-- Goal of the exercise --
Return every line of the records below verbatim, from first to last, but omit the pictures.

# start of Dataset excerpts

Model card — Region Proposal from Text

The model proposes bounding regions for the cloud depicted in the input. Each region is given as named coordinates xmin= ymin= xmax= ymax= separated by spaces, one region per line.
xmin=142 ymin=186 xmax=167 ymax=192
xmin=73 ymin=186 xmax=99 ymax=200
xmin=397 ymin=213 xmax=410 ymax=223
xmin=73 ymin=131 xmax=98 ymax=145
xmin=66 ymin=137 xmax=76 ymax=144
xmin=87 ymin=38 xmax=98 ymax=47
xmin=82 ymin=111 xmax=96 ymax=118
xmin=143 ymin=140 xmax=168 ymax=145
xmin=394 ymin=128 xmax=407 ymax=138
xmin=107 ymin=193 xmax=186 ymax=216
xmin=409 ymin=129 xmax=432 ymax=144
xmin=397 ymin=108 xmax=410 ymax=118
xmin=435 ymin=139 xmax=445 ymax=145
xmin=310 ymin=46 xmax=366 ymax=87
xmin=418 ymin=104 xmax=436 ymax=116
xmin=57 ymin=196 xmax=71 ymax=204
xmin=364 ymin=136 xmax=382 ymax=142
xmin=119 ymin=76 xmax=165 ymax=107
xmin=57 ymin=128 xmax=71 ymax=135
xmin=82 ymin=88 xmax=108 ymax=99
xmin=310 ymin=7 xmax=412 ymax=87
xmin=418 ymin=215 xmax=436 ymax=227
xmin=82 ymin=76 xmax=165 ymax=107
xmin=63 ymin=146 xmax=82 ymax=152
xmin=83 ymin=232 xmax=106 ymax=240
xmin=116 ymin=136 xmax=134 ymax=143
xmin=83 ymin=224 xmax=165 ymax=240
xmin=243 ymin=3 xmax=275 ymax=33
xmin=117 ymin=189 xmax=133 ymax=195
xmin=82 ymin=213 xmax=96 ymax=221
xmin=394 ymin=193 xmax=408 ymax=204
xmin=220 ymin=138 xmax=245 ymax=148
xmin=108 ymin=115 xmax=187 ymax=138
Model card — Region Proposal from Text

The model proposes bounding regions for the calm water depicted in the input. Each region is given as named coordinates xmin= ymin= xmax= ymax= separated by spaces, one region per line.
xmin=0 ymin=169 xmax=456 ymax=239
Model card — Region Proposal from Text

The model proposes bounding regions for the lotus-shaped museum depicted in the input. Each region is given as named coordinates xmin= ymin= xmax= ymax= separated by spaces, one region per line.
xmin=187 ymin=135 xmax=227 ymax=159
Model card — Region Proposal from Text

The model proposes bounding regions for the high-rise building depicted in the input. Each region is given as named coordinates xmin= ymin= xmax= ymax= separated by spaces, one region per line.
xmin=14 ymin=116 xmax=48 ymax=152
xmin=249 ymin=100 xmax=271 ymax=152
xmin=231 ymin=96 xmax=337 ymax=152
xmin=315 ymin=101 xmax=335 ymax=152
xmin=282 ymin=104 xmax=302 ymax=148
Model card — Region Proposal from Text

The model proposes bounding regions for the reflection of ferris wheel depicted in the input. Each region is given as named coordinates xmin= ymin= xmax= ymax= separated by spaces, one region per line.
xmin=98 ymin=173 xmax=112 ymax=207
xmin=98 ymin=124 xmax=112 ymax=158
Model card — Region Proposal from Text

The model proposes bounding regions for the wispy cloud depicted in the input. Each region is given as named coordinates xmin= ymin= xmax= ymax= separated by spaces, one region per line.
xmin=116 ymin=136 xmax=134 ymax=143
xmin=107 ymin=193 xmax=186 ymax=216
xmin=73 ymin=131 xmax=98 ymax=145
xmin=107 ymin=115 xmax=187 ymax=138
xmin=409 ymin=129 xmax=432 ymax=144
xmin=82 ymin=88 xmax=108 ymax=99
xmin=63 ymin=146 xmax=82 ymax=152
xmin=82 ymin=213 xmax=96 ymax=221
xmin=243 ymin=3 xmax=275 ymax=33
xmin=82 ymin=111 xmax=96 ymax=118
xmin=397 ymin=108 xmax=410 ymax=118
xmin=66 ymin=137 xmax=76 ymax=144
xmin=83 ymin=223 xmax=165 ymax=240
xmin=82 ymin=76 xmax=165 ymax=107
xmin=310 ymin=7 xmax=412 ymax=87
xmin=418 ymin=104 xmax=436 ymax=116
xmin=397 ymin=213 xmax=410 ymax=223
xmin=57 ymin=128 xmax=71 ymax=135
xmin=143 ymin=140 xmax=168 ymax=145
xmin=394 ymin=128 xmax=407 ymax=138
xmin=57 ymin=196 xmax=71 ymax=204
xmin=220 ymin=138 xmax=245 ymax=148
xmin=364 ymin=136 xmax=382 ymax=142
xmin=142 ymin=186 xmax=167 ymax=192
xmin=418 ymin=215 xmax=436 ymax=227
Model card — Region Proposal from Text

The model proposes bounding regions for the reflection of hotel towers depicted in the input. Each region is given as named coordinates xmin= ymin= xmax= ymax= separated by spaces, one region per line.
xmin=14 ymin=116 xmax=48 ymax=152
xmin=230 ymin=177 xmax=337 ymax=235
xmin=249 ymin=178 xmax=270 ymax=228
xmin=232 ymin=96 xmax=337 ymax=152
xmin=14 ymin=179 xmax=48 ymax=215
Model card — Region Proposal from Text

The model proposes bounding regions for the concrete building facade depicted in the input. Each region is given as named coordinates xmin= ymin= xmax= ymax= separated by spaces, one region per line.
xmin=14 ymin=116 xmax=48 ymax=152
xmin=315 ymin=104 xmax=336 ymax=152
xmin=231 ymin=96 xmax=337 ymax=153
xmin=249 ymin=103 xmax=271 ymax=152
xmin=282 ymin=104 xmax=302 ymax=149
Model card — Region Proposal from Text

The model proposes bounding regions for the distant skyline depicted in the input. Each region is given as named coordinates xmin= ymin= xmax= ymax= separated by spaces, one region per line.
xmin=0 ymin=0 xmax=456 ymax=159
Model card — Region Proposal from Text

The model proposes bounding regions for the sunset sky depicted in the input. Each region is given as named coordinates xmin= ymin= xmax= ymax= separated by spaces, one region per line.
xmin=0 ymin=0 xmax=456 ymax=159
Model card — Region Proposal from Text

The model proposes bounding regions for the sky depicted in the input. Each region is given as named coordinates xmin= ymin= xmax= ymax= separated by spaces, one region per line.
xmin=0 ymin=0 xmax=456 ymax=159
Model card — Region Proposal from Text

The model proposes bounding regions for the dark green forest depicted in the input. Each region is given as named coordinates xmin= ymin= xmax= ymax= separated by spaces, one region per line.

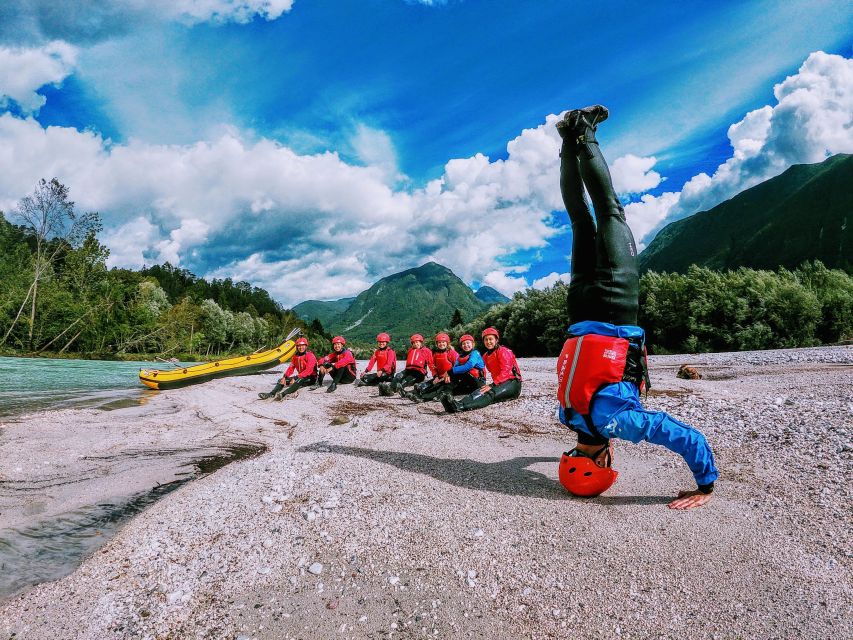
xmin=452 ymin=261 xmax=853 ymax=356
xmin=0 ymin=180 xmax=328 ymax=360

# end of Dataset excerpts

-- Solution --
Model card — Region Proposal from Text

The model proposes bounding regions for the cloud depicted in the input. Each region is given as named coordinates xmin= ymin= xmax= ymax= separated by spaces, one region per line.
xmin=142 ymin=186 xmax=167 ymax=192
xmin=73 ymin=186 xmax=99 ymax=200
xmin=397 ymin=213 xmax=410 ymax=223
xmin=73 ymin=131 xmax=98 ymax=145
xmin=66 ymin=137 xmax=76 ymax=144
xmin=87 ymin=38 xmax=98 ymax=47
xmin=82 ymin=111 xmax=96 ymax=118
xmin=143 ymin=140 xmax=168 ymax=145
xmin=394 ymin=128 xmax=407 ymax=138
xmin=107 ymin=193 xmax=186 ymax=216
xmin=409 ymin=129 xmax=432 ymax=144
xmin=397 ymin=108 xmax=410 ymax=118
xmin=435 ymin=139 xmax=445 ymax=145
xmin=310 ymin=46 xmax=366 ymax=87
xmin=418 ymin=104 xmax=436 ymax=116
xmin=57 ymin=196 xmax=71 ymax=204
xmin=364 ymin=136 xmax=382 ymax=142
xmin=119 ymin=76 xmax=165 ymax=107
xmin=57 ymin=128 xmax=71 ymax=135
xmin=82 ymin=88 xmax=108 ymax=99
xmin=310 ymin=7 xmax=412 ymax=87
xmin=418 ymin=215 xmax=436 ymax=227
xmin=82 ymin=76 xmax=165 ymax=107
xmin=63 ymin=146 xmax=82 ymax=152
xmin=83 ymin=232 xmax=106 ymax=240
xmin=116 ymin=136 xmax=134 ymax=143
xmin=83 ymin=224 xmax=165 ymax=240
xmin=243 ymin=3 xmax=275 ymax=33
xmin=117 ymin=189 xmax=133 ymax=195
xmin=82 ymin=213 xmax=96 ymax=221
xmin=394 ymin=193 xmax=408 ymax=204
xmin=220 ymin=138 xmax=245 ymax=148
xmin=108 ymin=115 xmax=187 ymax=138
Model card — Region Proposal from Text

The model proposes bounding regions for the calm water depicted in the input. Each region is given as named coordinates xmin= ymin= xmax= ymax= separated by spaces, one region per line.
xmin=0 ymin=169 xmax=456 ymax=239
Model card — Region Proposal from Text

The model proposes bounding regions for the lotus-shaped museum depicted in the input. Each region is given as named coordinates xmin= ymin= xmax= ymax= separated by spaces, one region per line.
xmin=187 ymin=135 xmax=227 ymax=159
Model card — Region Proposal from Text

The model proposes bounding regions for the high-rise building depicted in the input. Each region is given as named coordinates xmin= ymin= xmax= ymax= separated by spaces, one region per line.
xmin=14 ymin=116 xmax=48 ymax=152
xmin=249 ymin=100 xmax=271 ymax=152
xmin=231 ymin=96 xmax=337 ymax=152
xmin=315 ymin=101 xmax=335 ymax=152
xmin=282 ymin=104 xmax=302 ymax=148
Model card — Region Proposal from Text

The model proposes bounding regions for the reflection of ferris wheel depicted in the input. Each region is given as named coordinates xmin= ymin= xmax= ymax= separated by spaces, one region per line.
xmin=98 ymin=173 xmax=112 ymax=207
xmin=98 ymin=124 xmax=112 ymax=158
Model card — Region Proposal from Text

The model proposes bounding regions for the wispy cloud depicted in the input. Each region is given as named coordinates xmin= ymin= xmax= ymax= separated by spaces, one region per line.
xmin=116 ymin=136 xmax=134 ymax=143
xmin=107 ymin=193 xmax=186 ymax=216
xmin=73 ymin=131 xmax=98 ymax=145
xmin=107 ymin=115 xmax=187 ymax=138
xmin=409 ymin=129 xmax=432 ymax=144
xmin=82 ymin=88 xmax=108 ymax=99
xmin=63 ymin=146 xmax=82 ymax=152
xmin=82 ymin=213 xmax=96 ymax=221
xmin=243 ymin=3 xmax=275 ymax=33
xmin=82 ymin=111 xmax=96 ymax=118
xmin=397 ymin=108 xmax=410 ymax=118
xmin=66 ymin=137 xmax=76 ymax=144
xmin=83 ymin=223 xmax=165 ymax=240
xmin=82 ymin=76 xmax=165 ymax=107
xmin=310 ymin=7 xmax=412 ymax=87
xmin=418 ymin=104 xmax=436 ymax=116
xmin=397 ymin=213 xmax=410 ymax=223
xmin=57 ymin=128 xmax=71 ymax=135
xmin=143 ymin=140 xmax=168 ymax=145
xmin=394 ymin=128 xmax=407 ymax=138
xmin=57 ymin=196 xmax=71 ymax=204
xmin=220 ymin=138 xmax=245 ymax=148
xmin=364 ymin=136 xmax=382 ymax=142
xmin=142 ymin=186 xmax=167 ymax=192
xmin=418 ymin=215 xmax=436 ymax=227
Model card — Region Proposal from Text

The model proposes bounding regions for the reflection of hotel towers depicted in the input. Each region is given as named coordinates xmin= ymin= xmax= ymax= separated by spaces, one region per line.
xmin=14 ymin=116 xmax=48 ymax=152
xmin=230 ymin=177 xmax=337 ymax=235
xmin=249 ymin=178 xmax=270 ymax=228
xmin=232 ymin=96 xmax=337 ymax=152
xmin=14 ymin=179 xmax=48 ymax=215
Model card — Region Proposal from Text

The model proposes bounding regions for the concrete building facade depicted in the input. Each region is given as named coordinates xmin= ymin= xmax= ymax= separated by spaces, one region per line.
xmin=14 ymin=116 xmax=48 ymax=152
xmin=315 ymin=104 xmax=336 ymax=152
xmin=231 ymin=96 xmax=337 ymax=153
xmin=249 ymin=103 xmax=271 ymax=152
xmin=282 ymin=104 xmax=302 ymax=149
Model card — Region Proposal from Text

The model proposes bounding regions for the distant skyline depicted in the input. Each region is given as named coordinates xmin= ymin= xmax= ymax= separated by spaces, one region per line.
xmin=0 ymin=0 xmax=456 ymax=159
Model card — Region Proposal from Text

The model proposes bounding regions for the sunset sky depicted in the input. Each region is given as named coordinates xmin= ymin= xmax= ymax= separated by spaces, one region per line.
xmin=0 ymin=0 xmax=456 ymax=159
Model card — Region Proposal from Text

The model proposes bounding regions for the sky depicted in the input. Each region is given as named coordinates xmin= ymin= xmax= ymax= separated by spaces, one region per line.
xmin=0 ymin=0 xmax=456 ymax=159
Model card — Region Proposal from Text

The model proposes bounding regions for the dark green forest depicted in the input. Each region is given as named coordinates xmin= ymin= xmax= ymax= separated by spaces, one region per line.

xmin=452 ymin=261 xmax=853 ymax=356
xmin=0 ymin=180 xmax=328 ymax=360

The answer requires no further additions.